Please find every line in the data below that contains the string "short" and copy each one out.

Rows from a segmentation dataset:
+ + + + + + +
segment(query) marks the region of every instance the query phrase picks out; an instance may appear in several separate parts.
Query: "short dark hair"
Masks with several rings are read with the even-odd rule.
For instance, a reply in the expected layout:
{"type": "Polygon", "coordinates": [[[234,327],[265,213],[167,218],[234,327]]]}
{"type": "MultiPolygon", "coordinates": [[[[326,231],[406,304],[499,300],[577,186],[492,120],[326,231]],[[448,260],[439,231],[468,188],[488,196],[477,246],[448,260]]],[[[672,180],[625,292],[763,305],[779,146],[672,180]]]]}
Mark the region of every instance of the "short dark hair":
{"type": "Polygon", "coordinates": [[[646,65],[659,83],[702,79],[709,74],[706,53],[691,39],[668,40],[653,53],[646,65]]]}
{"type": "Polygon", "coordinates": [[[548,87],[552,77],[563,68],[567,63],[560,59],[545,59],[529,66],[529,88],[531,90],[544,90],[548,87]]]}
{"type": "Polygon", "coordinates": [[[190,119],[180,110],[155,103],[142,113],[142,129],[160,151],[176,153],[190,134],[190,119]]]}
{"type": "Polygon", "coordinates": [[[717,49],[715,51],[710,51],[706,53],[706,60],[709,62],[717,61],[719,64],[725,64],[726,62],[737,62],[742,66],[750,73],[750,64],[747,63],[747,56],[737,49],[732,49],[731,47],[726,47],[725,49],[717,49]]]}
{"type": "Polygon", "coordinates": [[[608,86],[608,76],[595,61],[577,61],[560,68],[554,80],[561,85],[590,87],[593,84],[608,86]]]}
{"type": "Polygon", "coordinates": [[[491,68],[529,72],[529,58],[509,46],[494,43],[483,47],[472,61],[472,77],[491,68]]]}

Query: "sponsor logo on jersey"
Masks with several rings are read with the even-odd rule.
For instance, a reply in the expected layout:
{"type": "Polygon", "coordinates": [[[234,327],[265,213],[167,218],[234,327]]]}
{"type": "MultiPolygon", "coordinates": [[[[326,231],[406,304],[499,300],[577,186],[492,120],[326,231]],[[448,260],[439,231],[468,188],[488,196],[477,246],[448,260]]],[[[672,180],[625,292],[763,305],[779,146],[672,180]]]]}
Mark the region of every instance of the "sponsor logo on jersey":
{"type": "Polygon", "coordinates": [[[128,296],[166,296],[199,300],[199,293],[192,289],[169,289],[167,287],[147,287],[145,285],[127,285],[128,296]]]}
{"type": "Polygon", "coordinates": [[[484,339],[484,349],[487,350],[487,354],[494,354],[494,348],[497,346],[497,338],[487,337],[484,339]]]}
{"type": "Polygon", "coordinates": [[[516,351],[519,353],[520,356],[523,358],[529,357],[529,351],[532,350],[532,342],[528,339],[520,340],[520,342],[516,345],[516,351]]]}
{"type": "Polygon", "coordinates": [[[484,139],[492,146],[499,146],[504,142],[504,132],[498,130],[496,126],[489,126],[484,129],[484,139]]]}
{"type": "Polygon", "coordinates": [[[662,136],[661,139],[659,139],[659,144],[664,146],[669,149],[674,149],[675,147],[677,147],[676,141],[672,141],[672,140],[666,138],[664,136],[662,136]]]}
+ + + + + + +
Response to this exercise:
Query: "short dark hair"
Mark the region of every instance of the "short dark hair":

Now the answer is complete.